AIM OF THE EXERCISE: Go through the material that comes after this and count the lines containing "below"; report only the count.

GIVEN RECORDS:
BEGIN
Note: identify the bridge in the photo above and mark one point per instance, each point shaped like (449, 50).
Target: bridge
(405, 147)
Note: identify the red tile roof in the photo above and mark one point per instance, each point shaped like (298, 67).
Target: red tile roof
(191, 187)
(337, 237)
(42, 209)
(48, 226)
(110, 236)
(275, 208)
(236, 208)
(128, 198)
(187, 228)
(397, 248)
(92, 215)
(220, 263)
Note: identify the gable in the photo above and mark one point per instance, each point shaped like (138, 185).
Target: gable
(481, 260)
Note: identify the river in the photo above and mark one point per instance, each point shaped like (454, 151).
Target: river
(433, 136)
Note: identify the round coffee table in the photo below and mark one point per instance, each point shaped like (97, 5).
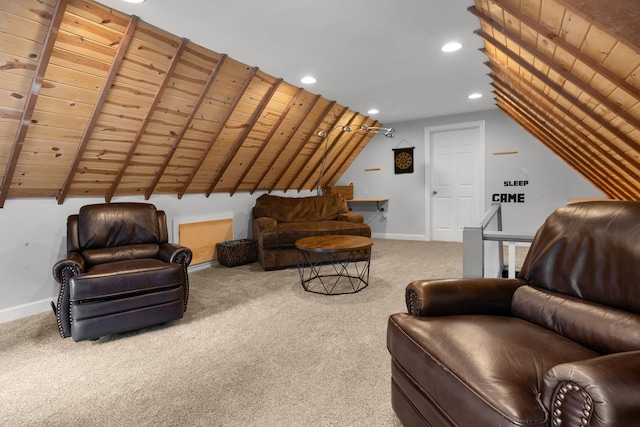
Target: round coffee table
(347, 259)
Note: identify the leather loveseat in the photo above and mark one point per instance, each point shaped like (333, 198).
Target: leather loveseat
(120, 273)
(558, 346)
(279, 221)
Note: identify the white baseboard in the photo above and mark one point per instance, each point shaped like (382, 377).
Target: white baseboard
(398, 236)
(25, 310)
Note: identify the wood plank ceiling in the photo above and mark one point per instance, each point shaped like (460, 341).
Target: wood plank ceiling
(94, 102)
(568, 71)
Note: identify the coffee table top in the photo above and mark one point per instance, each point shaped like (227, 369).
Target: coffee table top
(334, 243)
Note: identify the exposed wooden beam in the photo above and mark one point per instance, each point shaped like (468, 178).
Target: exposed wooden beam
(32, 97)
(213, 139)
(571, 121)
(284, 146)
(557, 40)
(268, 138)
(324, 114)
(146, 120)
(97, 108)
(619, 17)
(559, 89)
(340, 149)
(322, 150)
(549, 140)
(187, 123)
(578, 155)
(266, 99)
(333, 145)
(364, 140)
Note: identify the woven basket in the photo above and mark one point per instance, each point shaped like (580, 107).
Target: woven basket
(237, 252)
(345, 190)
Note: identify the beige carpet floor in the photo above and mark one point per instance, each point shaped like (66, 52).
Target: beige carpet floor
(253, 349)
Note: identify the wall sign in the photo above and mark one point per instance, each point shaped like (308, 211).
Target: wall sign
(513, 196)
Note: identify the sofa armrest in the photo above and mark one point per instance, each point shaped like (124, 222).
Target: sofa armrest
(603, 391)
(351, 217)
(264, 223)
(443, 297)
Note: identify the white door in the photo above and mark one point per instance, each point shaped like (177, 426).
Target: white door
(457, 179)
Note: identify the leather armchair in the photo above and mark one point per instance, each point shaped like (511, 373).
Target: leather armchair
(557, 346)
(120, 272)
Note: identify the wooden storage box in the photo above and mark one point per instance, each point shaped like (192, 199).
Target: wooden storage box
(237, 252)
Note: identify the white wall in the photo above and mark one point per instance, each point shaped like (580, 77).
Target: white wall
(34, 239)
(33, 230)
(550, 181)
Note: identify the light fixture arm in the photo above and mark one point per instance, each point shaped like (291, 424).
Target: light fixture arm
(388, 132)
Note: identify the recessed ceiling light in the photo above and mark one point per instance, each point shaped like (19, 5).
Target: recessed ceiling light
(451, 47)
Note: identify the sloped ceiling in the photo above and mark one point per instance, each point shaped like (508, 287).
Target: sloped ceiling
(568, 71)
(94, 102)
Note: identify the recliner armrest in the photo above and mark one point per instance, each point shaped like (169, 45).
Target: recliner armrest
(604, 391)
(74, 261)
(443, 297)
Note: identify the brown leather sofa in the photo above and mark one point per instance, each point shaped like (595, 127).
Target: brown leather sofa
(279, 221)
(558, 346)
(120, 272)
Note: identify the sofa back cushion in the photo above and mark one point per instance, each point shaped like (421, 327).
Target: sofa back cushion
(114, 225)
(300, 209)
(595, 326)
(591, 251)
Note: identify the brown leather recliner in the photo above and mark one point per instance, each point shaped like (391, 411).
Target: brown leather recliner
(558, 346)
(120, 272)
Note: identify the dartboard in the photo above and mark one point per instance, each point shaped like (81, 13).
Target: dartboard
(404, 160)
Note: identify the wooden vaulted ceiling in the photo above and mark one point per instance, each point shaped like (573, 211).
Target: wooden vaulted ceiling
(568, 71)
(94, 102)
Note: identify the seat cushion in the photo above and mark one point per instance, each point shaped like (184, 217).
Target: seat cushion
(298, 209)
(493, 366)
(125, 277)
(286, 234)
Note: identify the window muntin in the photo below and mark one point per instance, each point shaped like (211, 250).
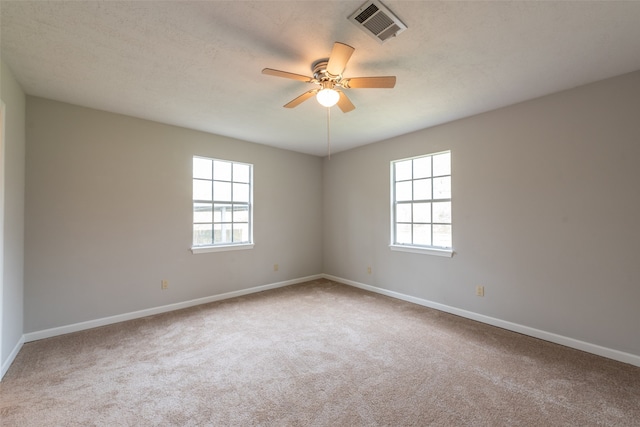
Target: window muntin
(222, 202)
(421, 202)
END
BEGIN
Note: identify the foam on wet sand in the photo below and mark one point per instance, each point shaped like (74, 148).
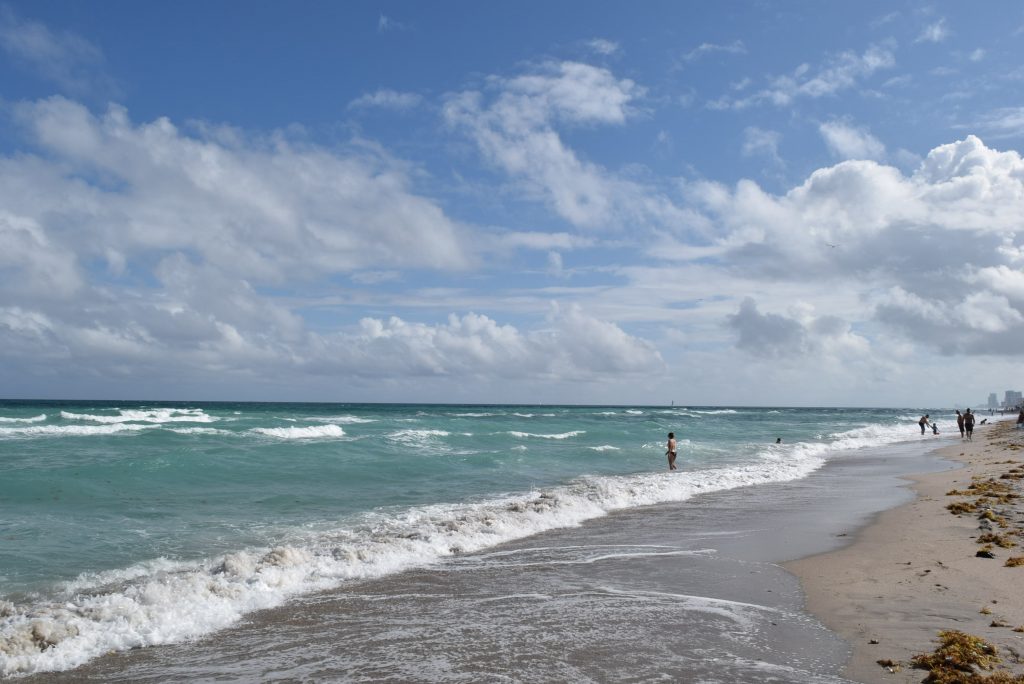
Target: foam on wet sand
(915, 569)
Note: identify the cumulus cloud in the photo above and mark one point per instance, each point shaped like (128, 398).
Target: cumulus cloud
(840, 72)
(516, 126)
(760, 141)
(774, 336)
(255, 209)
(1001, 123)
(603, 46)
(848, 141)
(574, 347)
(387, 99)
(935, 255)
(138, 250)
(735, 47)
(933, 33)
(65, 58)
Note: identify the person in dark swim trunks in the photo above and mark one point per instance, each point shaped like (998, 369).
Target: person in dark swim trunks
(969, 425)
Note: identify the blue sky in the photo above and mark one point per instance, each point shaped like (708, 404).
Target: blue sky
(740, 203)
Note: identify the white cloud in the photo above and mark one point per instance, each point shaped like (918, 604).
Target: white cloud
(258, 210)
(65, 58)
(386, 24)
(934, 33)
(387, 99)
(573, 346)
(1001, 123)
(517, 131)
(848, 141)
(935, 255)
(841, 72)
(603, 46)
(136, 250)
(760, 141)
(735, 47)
END
BEGIN
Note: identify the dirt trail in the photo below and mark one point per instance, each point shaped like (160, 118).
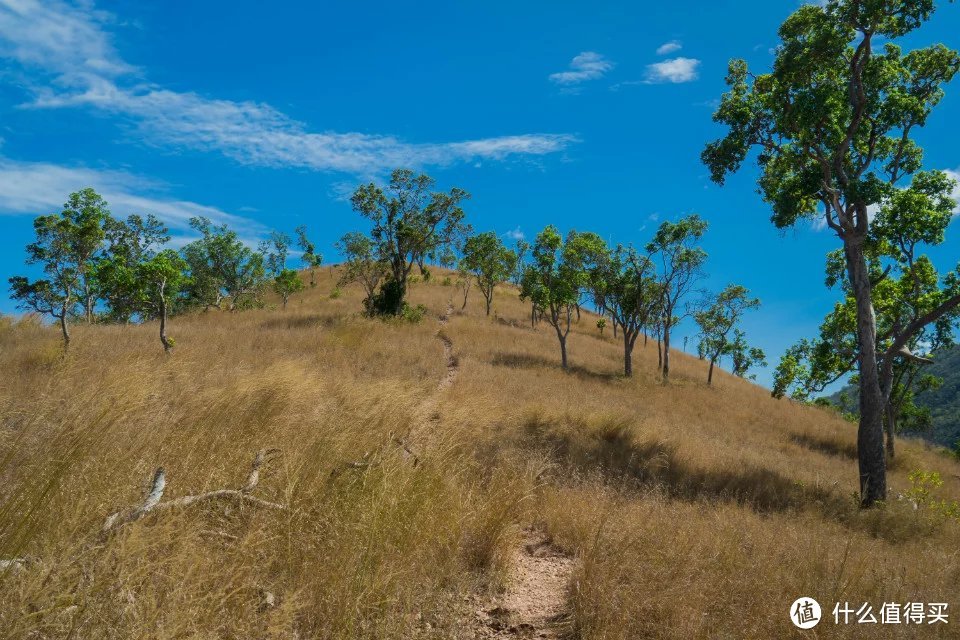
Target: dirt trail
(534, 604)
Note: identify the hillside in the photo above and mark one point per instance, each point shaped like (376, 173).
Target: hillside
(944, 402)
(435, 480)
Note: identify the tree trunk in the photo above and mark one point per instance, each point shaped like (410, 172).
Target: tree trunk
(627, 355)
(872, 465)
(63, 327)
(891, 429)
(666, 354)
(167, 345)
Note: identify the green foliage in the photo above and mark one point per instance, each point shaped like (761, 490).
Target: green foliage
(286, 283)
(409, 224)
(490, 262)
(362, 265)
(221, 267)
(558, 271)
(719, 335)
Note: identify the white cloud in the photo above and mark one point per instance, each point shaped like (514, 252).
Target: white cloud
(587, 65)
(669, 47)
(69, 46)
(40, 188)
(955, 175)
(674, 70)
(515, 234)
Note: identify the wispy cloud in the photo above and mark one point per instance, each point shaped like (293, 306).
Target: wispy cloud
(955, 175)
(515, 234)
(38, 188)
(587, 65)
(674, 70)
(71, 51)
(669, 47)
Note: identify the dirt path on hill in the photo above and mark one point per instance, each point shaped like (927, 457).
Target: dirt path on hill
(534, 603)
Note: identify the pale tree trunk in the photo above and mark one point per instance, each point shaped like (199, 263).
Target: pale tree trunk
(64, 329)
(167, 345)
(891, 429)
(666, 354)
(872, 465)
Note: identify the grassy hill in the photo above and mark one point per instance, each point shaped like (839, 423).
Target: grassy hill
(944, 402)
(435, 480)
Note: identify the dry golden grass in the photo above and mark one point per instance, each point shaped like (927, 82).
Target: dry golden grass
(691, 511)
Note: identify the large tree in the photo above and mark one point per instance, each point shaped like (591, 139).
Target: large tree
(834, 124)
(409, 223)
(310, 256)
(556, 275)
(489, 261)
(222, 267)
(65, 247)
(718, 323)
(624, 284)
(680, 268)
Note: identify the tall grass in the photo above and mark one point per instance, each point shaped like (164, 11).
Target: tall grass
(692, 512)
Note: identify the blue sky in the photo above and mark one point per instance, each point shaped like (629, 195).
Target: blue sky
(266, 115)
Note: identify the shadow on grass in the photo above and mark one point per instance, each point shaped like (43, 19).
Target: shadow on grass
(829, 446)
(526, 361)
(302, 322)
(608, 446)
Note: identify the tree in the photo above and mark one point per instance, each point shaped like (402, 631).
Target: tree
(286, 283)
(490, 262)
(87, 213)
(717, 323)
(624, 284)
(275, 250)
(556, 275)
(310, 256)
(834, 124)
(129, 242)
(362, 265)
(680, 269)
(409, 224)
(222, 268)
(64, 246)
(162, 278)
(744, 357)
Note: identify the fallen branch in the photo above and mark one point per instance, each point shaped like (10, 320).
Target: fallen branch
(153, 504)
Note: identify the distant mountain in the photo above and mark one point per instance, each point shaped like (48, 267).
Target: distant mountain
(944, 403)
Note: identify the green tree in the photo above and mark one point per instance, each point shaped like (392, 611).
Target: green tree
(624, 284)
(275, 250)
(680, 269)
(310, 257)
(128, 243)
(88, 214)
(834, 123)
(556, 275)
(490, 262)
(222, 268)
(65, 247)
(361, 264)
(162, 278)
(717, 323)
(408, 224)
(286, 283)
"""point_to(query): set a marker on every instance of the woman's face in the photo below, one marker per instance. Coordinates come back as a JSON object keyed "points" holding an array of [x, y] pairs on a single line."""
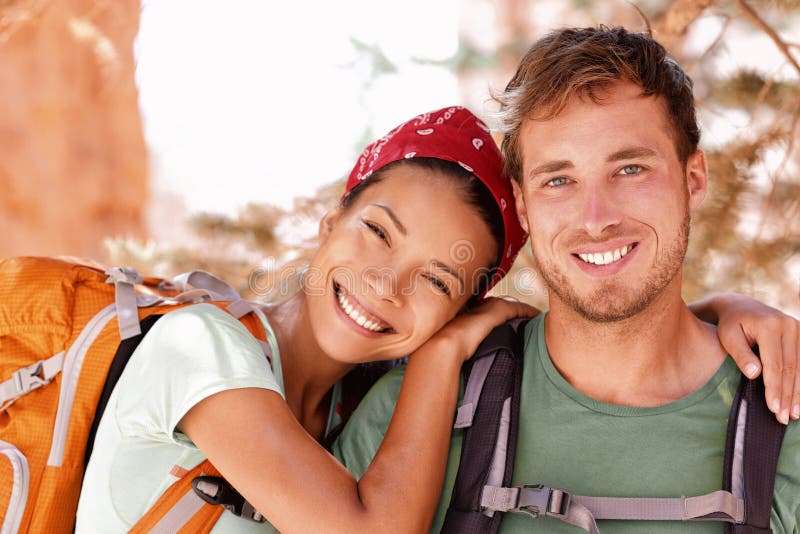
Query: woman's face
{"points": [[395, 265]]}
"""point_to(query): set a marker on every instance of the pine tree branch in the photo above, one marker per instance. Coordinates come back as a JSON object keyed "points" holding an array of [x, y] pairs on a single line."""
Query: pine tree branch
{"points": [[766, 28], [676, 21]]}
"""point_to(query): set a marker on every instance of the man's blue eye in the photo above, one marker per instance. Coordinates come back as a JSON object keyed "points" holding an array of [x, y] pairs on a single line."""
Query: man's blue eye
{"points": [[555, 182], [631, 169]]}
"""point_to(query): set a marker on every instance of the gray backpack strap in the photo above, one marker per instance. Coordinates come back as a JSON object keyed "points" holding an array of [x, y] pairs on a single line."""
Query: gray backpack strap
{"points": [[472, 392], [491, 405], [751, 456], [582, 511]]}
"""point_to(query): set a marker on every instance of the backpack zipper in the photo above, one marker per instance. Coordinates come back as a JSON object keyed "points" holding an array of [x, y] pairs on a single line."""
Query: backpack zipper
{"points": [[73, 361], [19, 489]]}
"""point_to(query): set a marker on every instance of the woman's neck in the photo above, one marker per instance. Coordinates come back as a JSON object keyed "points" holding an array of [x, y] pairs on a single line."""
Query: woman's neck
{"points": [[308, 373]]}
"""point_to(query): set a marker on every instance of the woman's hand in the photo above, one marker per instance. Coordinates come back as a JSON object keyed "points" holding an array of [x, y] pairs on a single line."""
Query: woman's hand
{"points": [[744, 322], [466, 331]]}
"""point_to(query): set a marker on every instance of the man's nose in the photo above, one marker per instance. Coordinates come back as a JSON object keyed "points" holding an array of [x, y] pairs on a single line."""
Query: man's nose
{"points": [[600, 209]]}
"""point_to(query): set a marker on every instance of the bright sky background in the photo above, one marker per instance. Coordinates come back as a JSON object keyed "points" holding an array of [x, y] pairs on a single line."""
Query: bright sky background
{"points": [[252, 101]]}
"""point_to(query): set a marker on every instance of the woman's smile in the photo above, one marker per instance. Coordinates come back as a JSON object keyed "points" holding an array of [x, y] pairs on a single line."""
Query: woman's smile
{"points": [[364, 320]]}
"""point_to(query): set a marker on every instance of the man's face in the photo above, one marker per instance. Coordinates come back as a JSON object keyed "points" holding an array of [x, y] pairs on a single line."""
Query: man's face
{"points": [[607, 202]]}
END
EXPECTED ANSWER: 5